One of the interesting insights offered by the acrotomophile above was that he was part of an amputee network and was in regular correspondence with 55 other amputee devotees. Some of these were married to amputees while others had never even met one. Those who had ended up with amputee partners sometimes changed their focus and became ‘wannabe’ amputees. With regards to the amputee fixation itself, around a quarter of the network were sharply focused on the stump itself and are very exact about what it should feel and look like (some being attracted to the scars – the more the better). Around a quarter of the network were really turned on by the asymmetry that amputation brings. For these people, bilateral amputees (for example, people with both legs amputated) were a turn-off.

In 1983, the first survey of male acrotomophiles was published in the journal Sexuality and Disability. The 195 acrotomophiles in the study were all customers of AMPIX (a company providing stories about and pictures of amputees) and were described as white, college educated, professional males. The results revealed that 75% had been aware of their interest in amputees by the age of fifteen. It was also reported that 55% of respondents had dated amputees, 40% had had sex with an amputee, and only 5% had married an amputee. 53% of the respondents had pretended to be an amputee (11% having done so publicly) and 71% had fantasized about being an amputee.
= = = =
Work instruction
Please repeat the passage on amputee devotees, starting at the words that have "One of the interesting" and stopping after "were a turn-off.". Change "correspondence" to "contact" as you go.

[Data items]
= = = =
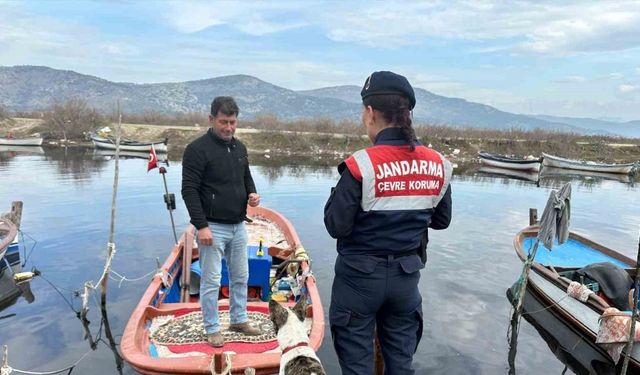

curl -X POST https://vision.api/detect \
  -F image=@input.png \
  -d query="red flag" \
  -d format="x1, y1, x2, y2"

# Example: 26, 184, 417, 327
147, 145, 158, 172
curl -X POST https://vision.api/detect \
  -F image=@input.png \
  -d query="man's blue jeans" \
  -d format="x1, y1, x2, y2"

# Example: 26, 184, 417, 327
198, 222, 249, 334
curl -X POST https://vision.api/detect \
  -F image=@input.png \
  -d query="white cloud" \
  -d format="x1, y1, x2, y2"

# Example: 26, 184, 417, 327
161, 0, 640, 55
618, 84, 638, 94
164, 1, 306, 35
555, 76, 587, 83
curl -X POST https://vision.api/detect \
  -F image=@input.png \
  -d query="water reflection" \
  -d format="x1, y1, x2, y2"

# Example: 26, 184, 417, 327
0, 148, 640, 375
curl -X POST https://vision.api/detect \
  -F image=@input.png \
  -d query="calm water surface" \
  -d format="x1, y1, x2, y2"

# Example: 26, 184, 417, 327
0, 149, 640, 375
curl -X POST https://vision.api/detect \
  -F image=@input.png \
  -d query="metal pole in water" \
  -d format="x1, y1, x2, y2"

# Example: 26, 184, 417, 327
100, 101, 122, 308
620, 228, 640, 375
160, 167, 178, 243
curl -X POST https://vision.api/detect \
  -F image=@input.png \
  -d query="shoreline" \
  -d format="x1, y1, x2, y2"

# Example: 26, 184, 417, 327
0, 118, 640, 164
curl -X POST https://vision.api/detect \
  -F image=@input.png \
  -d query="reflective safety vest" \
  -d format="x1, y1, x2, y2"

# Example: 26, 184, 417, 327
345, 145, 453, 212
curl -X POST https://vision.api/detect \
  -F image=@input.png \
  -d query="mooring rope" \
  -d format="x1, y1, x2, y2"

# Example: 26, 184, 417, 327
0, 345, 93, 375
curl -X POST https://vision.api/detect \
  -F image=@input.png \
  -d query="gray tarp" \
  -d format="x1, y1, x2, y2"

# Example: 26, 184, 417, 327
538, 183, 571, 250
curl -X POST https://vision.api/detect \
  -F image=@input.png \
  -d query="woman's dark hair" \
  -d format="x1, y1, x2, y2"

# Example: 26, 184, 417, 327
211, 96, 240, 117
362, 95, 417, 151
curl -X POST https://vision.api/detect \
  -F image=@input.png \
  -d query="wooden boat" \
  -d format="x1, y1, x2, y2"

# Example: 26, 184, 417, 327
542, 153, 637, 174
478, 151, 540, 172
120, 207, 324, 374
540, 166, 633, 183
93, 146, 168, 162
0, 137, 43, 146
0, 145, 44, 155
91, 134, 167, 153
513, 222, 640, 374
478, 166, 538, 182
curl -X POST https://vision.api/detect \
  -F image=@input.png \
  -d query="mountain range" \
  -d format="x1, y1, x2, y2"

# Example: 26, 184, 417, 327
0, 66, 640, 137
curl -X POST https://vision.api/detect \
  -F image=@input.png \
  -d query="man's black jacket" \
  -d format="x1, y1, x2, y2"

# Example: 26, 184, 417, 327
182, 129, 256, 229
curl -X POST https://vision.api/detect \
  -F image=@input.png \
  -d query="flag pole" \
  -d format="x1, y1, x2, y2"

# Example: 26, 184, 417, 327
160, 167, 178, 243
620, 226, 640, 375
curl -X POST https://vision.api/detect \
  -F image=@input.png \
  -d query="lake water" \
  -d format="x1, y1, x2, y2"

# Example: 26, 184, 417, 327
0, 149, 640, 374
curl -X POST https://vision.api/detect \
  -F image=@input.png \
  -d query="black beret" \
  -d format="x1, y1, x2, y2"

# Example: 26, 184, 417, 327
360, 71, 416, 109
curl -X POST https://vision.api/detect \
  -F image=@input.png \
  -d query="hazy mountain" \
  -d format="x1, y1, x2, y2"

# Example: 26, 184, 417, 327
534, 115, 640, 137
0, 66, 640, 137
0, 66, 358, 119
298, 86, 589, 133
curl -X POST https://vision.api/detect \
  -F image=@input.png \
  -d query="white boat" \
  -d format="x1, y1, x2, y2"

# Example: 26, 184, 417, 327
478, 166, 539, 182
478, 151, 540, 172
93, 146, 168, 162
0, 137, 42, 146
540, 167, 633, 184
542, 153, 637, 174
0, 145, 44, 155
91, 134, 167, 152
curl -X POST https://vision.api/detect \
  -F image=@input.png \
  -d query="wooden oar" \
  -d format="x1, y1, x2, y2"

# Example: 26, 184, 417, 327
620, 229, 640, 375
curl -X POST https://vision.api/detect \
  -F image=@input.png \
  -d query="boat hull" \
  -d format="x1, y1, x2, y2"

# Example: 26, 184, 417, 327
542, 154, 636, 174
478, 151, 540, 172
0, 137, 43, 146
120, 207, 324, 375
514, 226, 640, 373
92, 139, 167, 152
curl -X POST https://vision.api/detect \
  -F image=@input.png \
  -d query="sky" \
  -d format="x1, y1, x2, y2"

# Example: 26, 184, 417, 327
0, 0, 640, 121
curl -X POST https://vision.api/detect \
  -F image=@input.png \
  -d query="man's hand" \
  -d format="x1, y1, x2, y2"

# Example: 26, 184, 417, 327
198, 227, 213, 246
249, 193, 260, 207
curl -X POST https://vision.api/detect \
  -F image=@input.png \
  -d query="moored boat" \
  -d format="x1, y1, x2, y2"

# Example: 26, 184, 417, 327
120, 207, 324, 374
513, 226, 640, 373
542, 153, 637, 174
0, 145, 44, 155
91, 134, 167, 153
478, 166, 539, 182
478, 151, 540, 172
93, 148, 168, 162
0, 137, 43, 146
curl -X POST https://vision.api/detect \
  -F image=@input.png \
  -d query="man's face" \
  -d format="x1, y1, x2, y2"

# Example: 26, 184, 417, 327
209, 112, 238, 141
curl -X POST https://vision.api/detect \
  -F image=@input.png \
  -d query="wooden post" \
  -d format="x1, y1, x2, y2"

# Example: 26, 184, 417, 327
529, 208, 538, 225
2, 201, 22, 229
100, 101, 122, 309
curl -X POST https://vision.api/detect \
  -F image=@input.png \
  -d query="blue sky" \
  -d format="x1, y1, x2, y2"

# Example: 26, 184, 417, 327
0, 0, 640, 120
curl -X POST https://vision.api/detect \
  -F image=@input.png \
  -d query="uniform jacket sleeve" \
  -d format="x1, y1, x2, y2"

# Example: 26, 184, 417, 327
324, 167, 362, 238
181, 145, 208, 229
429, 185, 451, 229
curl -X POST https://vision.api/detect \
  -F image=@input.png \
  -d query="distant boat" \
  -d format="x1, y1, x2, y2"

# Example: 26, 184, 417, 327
= = = =
Exercise solution
One of the interesting insights offered by the acrotomophile above was that he was part of an amputee network and was in regular contact with 55 other amputee devotees. Some of these were married to amputees while others had never even met one. Those who had ended up with amputee partners sometimes changed their focus and became ‘wannabe’ amputees. With regards to the amputee fixation itself, around a quarter of the network were sharply focused on the stump itself and are very exact about what it should feel and look like (some being attracted to the scars – the more the better). Around a quarter of the network were really turned on by the asymmetry that amputation brings. For these people, bilateral amputees (for example, people with both legs amputated) were a turn-off.